# Ejercicio 1
Vuelve a escribir el fragmento sobre el Concilio de Nicea, desde donde aparece "El Concilio de" hasta justo después de "a los paganos.", pero cambia "Señor" por "Dios".

# Fragmento
++++++++
El Concilio de Nicea (y de Constantinopla) y
su credo
“Ha
parecido bien al Espíritu Santo y a nosotros” (Hch 15,28) implicaba el
reconocimiento de una Iglesia formada por judíos que se sabían “cristianos”,
pero que interpretaban la Torá como todos, aunque la leyeran a la luz del
pensamiento no excluyente de Santiago que, confiando en la Palabra nueva (“para
que también los demás hombres busquen al Señor, y todos los gentiles sobre los
cuales es invocado mi nombre, dice el Señor que hace estas cosas” (Hch
15,17-18), se abría a los paganos.
En aquella
carta comunitaria (Hch 15,23-29) los Apóstoles nos enseñan a superar el
constante analfabetismo de los creyentes de tal manera que no descansemos
tranquilos en el reconocimiento simplista de un Dios trascendente y en la
obediencia conformista a la Iglesia.
++++++++
Filas del conjunto de datos:
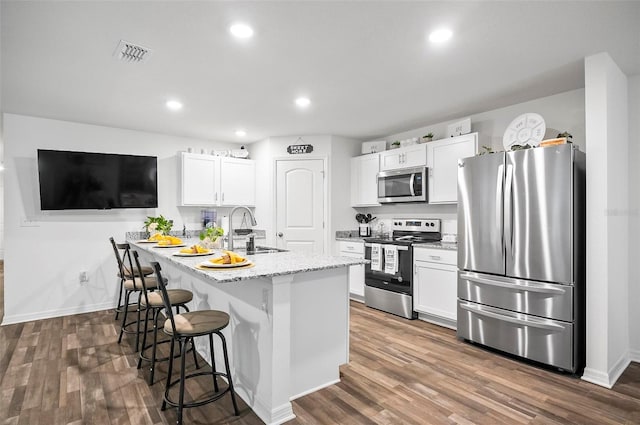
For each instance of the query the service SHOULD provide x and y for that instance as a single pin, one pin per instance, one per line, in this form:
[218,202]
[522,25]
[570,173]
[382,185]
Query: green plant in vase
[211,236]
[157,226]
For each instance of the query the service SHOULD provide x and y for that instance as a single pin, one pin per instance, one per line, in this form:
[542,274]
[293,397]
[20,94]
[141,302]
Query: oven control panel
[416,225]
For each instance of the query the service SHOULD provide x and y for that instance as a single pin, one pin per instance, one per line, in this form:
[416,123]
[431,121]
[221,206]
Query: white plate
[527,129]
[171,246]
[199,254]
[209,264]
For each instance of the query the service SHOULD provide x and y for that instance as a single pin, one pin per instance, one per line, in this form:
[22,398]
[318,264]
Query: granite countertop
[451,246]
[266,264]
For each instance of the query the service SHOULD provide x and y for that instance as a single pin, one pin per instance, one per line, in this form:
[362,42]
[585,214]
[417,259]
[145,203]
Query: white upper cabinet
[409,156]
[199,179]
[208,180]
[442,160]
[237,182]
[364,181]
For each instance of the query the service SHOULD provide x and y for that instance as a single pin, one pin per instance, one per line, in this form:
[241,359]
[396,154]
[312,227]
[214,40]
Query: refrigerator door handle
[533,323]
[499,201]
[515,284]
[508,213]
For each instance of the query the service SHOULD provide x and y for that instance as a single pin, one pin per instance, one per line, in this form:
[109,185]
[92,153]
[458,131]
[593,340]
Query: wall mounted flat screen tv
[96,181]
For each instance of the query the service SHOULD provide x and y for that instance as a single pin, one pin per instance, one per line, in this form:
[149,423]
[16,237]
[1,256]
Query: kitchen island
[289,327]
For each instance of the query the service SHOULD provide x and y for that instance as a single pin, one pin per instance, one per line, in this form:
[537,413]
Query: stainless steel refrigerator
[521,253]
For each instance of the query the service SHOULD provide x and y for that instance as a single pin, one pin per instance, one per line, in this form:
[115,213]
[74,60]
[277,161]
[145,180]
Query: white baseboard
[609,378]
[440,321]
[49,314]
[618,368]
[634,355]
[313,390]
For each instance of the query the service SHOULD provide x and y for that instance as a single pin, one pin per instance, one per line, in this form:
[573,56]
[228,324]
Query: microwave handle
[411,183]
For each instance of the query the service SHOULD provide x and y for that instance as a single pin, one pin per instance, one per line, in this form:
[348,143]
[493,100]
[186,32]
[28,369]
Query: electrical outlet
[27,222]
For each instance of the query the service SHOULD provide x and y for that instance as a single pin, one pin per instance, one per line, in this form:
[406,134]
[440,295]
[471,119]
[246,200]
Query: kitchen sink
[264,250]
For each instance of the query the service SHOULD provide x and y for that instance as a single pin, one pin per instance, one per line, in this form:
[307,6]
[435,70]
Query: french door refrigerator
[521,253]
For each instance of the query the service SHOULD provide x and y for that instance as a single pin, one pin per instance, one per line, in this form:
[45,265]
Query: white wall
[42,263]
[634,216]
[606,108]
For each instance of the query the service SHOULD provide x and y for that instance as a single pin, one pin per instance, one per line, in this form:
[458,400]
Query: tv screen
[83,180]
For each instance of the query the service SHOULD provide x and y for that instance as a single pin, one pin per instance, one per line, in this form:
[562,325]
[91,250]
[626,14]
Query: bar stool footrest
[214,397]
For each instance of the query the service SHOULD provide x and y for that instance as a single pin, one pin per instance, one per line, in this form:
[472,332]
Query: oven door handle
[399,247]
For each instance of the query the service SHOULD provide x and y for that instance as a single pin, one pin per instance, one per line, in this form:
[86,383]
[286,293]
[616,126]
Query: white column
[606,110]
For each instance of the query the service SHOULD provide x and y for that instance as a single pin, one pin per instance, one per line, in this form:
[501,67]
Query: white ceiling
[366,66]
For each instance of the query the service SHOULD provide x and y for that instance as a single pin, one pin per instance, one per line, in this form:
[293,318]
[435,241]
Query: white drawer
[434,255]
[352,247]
++++++++
# Ejercicio 2
Saca del listado todas las líneas que contengan la palabra "handle". Las mayúsculas y minúsculas cuentan.

# Respuesta 1
El Concilio de Nicea (y de Constantinopla) y
su credo
“Ha
parecido bien al Espíritu Santo y a nosotros” (Hch 15,28) implicaba el
reconocimiento de una Iglesia formada por judíos que se sabían “cristianos”,
pero que interpretaban la Torá como todos, aunque la leyeran a la luz del
pensamiento no excluyente de Santiago que, confiando en la Palabra nueva (“para
que también los demás hombres busquen al Dios, y todos los gentiles sobre los
cuales es invocado mi nombre, dice el Dios que hace estas cosas” (Hch
15,17-18), se abría a los paganos.

# Respuesta 2
Query: refrigerator door handle
Query: microwave handle
Query: oven door handle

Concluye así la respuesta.